• _Exercise aim_
Copy every line below where the string "spaces" is found.
----- Provided data -----
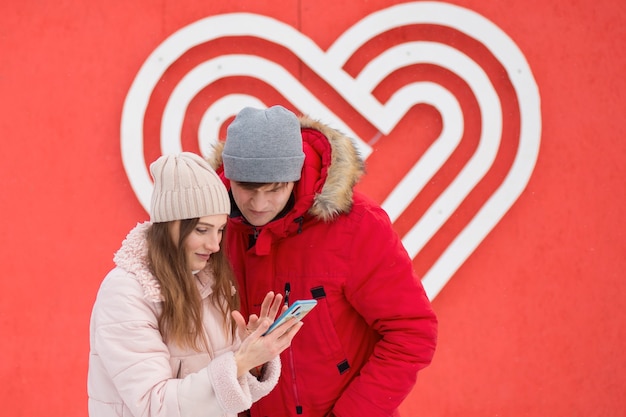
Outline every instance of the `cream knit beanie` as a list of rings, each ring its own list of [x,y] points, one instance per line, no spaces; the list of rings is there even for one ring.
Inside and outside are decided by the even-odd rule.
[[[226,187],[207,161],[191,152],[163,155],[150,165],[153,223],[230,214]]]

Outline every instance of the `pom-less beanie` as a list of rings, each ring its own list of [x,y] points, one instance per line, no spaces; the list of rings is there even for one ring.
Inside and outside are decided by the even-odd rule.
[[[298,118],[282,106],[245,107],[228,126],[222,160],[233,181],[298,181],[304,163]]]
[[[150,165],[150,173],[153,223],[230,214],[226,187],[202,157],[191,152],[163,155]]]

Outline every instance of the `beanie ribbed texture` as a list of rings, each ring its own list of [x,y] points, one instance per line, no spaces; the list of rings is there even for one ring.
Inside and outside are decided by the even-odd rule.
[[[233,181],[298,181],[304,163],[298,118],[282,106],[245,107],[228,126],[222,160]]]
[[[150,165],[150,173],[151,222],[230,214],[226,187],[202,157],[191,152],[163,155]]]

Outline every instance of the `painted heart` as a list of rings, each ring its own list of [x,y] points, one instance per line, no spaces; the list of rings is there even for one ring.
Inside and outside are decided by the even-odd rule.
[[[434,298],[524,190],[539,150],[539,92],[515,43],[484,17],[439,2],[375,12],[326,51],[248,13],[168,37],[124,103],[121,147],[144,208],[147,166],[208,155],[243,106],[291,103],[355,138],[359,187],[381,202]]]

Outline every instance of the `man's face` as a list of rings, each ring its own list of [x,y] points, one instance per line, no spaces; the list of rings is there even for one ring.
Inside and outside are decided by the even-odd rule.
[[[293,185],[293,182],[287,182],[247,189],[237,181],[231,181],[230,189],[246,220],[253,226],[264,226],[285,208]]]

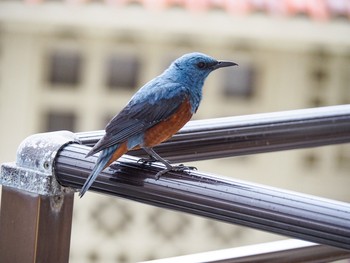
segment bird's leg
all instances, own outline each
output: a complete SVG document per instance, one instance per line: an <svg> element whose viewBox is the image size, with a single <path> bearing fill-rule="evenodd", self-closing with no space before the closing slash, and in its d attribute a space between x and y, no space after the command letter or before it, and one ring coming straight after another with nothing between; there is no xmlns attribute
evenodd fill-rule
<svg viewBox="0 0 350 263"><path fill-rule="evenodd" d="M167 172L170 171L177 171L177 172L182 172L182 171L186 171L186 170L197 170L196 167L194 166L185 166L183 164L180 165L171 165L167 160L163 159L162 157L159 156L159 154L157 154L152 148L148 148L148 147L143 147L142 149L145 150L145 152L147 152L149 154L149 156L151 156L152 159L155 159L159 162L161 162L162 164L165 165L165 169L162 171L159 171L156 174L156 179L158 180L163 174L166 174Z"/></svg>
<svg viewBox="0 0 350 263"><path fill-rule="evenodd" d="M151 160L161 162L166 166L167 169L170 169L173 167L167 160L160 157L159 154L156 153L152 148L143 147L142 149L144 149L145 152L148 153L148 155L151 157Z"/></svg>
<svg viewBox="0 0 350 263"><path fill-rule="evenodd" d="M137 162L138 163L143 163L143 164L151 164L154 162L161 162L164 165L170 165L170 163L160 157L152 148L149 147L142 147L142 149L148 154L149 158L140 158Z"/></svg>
-----
• _Expected answer_
Outline every instance of the `cream knit beanie` as a list of rings, each ring its own list of [x,y] points, one instance per line, no spaces; the list of rings is there even for one ring.
Outline every instance of the `pom-less beanie` as a list of rings, each ring its own list of [x,y] points, one instance per line, no spaces; the list of rings is there even for one ring.
Outline every instance of the `beanie ribbed texture` as a list of rings, each ring its own list of [x,y] points, one instance per line, no spaces; the list of rings is there even for one ring.
Outline every instance of the `painted heart` as a list of rings, each ring its own list of [x,y] points, one instance per line, no spaces; the list of rings is there even for one ring.
Outline every instance of the `man's face` as a list of rings, each ring its own list of [x,y] points, one instance per line, no spaces; the list of rings is there even for one ring.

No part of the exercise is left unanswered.